- [INFORMATION PROVIDED]
start

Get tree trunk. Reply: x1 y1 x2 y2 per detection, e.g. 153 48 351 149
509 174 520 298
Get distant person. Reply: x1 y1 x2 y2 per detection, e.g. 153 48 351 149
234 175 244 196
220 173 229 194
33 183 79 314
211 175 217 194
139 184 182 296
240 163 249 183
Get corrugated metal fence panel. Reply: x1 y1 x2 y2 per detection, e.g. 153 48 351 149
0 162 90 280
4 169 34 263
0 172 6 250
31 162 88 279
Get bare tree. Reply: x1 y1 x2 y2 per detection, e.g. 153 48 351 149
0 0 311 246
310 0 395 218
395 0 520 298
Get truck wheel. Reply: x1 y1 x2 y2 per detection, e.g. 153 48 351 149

end

- [WORK REQUIRED] Reproduce every line of the material above verbatim, from the first line through the last.

- [PROBLEM SOLUTION]
Get tree trunk. Reply: x1 y1 x2 y2 per detection, e.g. 153 48 351 149
509 174 520 298
Get distant person. Reply: x1 y1 x2 y2 per detection, e.g. 153 48 351 149
234 175 244 196
220 173 229 194
33 183 79 314
211 175 217 194
139 184 182 296
240 163 249 183
Get corrugated metal fence panel. Reply: x1 y1 x2 y2 per detection, e.g. 153 48 351 149
0 162 90 280
4 169 34 263
0 172 6 250
31 162 88 279
Get bare tree. Reply: x1 y1 x2 y2 per detection, e.g. 153 48 351 149
0 0 311 246
310 0 395 218
395 0 520 298
Get truck wheel. Reply: x1 y1 x2 y2 per detection, e.g. 153 48 351 149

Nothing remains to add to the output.